The task => Copy out each line below that contains the string "wheel".

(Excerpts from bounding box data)
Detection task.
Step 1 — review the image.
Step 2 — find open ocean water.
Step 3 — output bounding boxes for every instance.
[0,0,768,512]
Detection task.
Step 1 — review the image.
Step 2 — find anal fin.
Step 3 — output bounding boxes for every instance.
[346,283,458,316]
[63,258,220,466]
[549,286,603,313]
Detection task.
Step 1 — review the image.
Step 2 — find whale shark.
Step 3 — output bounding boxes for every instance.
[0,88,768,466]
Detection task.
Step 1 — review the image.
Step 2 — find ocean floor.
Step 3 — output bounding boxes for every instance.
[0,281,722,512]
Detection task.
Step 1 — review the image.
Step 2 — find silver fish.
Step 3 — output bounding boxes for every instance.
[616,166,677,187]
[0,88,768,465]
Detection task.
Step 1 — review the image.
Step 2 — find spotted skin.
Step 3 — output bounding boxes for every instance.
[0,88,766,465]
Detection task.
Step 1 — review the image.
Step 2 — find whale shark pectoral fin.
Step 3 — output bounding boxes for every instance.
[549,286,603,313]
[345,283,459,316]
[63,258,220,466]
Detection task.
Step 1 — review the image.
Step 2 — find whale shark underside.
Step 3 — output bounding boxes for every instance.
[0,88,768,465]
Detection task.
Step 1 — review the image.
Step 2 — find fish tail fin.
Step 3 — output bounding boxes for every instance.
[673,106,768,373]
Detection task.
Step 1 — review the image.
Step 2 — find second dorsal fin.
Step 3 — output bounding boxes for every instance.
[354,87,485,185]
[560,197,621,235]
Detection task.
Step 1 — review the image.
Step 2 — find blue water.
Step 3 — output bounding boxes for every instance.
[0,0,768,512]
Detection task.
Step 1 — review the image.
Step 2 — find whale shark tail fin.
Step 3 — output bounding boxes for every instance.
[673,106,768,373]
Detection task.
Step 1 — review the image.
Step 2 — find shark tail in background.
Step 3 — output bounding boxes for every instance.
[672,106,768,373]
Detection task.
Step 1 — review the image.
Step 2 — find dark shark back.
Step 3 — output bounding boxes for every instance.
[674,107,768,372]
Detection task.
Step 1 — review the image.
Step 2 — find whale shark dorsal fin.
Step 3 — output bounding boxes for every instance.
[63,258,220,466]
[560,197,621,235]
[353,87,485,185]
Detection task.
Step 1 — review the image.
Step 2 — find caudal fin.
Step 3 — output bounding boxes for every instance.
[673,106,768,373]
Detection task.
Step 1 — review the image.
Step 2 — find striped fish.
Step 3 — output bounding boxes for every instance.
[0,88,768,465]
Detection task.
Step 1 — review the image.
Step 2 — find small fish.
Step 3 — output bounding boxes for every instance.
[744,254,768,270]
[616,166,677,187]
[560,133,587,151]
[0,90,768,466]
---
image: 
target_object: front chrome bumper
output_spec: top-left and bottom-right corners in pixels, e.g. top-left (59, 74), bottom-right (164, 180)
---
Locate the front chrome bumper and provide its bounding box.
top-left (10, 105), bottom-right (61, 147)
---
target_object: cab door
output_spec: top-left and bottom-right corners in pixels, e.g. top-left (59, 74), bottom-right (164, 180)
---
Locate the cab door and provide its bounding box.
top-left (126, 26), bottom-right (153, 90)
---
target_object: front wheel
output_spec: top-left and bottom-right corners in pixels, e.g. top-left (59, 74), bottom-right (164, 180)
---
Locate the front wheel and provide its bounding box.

Exercise answer =>
target_object: front wheel
Locate the front wheel and provide its bounding box.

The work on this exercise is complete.